Selected text
▬▬▬▬▬▬▬▬▬▬

During his journeyman minor-league playing career, Jared Bednar predominantly was a rough-and-tumble ECHL defenseman revered for having his teammates’ backs with the South Carolina Stingrays.

Both with the Charleston-based Stingrays and in short stints in the AHL and IHL, Bednar frequently was asked to step up and play forward — whether because of injuries or a coach’s desire to let Bednar solidify his niche by proving his versatility.

So on Friday after practice at Family Sports Center, I asked the Avalanche coach about that.

What kind of mindset does that swingman role require?

“You like to know early what position you’re playing,” Bednar responded. “Then you can kind of focus on that job through your meetings. So you’re getting real clear on what the assignments are, and then the more you do it, it becomes easier. If you’re going to play D for a couple of months and jump up to a forward position, sometimes it can take you a little bit to get comfortable because things start happening quicker in different areas of the ice playing forward.

▬▬▬▬▬▬▬▬▬▬

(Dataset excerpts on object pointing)
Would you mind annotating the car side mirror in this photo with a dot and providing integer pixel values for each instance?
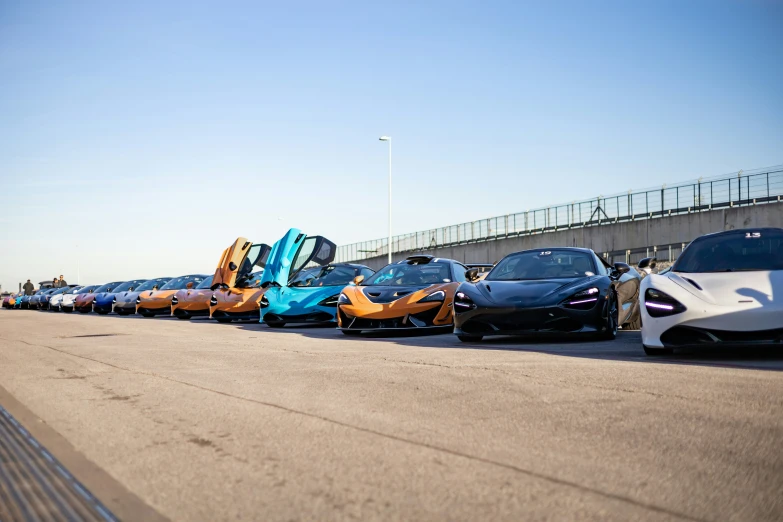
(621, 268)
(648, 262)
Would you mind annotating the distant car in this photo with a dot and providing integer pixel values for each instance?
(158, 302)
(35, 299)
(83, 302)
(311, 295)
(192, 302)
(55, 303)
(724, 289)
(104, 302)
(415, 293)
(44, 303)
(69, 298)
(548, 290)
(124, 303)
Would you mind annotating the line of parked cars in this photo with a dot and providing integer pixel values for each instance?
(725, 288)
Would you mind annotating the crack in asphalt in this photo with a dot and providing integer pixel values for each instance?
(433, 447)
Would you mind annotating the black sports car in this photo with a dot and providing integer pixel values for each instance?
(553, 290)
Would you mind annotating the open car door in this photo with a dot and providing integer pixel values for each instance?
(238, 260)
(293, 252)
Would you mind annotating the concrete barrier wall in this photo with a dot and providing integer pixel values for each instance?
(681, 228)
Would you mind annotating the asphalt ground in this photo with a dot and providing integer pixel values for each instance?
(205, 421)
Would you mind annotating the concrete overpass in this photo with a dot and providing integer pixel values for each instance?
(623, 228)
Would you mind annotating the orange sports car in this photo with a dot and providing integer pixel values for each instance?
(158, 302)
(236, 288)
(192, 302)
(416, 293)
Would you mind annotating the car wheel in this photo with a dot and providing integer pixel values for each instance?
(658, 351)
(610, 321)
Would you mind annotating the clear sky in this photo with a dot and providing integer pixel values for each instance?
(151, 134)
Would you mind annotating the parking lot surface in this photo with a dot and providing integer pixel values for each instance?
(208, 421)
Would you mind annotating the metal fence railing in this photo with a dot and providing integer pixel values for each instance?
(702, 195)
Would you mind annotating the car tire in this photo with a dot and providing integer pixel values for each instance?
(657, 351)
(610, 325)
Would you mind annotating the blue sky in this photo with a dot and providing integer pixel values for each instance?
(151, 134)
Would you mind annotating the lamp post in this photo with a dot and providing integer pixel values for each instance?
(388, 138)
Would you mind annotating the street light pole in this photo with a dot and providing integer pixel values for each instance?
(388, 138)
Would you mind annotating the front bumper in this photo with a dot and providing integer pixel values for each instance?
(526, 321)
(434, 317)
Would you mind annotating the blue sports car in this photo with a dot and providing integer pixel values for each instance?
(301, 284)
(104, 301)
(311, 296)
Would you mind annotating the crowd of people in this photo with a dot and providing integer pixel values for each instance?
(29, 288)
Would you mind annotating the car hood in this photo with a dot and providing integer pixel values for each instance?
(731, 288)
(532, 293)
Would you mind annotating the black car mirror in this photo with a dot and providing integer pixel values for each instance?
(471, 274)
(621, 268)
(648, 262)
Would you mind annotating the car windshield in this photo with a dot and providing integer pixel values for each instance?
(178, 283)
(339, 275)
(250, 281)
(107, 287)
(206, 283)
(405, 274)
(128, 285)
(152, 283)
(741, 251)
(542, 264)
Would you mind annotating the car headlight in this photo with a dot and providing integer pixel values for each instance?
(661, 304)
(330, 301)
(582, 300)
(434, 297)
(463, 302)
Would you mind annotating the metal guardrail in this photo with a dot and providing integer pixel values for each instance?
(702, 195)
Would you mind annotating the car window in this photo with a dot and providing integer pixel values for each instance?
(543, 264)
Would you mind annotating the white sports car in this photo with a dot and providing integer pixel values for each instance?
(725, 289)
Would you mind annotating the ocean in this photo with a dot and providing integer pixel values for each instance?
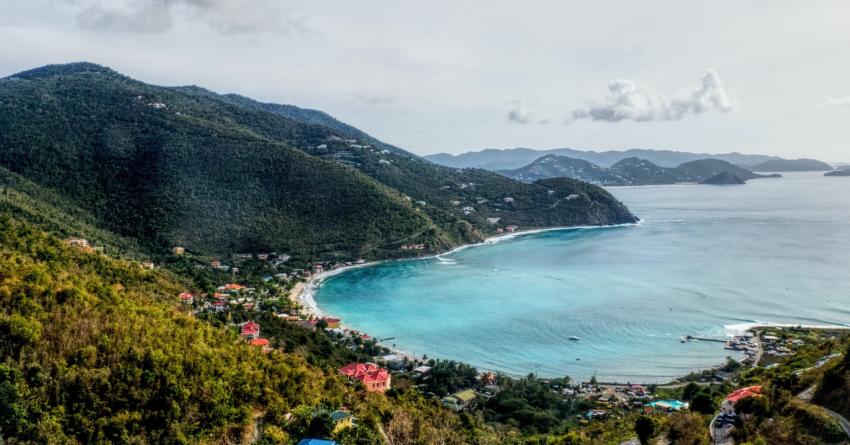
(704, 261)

▬▬▬▬▬▬▬▬▬▬

Stated exercise 1
According to the Bednar passage, which ECHL team did Jared Bednar play for as a defenseman?
Stated exercise 2
Rewrite the Bednar passage between "During his journeyman" and "coach about that.", inclusive, substituting "blueliner" for "defenseman".
The rows have no connection to the Bednar passage.

Written reply 1
The South Carolina Stingrays.

Written reply 2
During his journeyman minor-league playing career, Jared Bednar predominantly was a rough-and-tumble ECHL blueliner revered for having his teammates’ backs with the South Carolina Stingrays.

Both with the Charleston-based Stingrays and in short stints in the AHL and IHL, Bednar frequently was asked to step up and play forward — whether because of injuries or a coach’s desire to let Bednar solidify his niche by proving his versatility.

So on Friday after practice at Family Sports Center, I asked the Avalanche coach about that.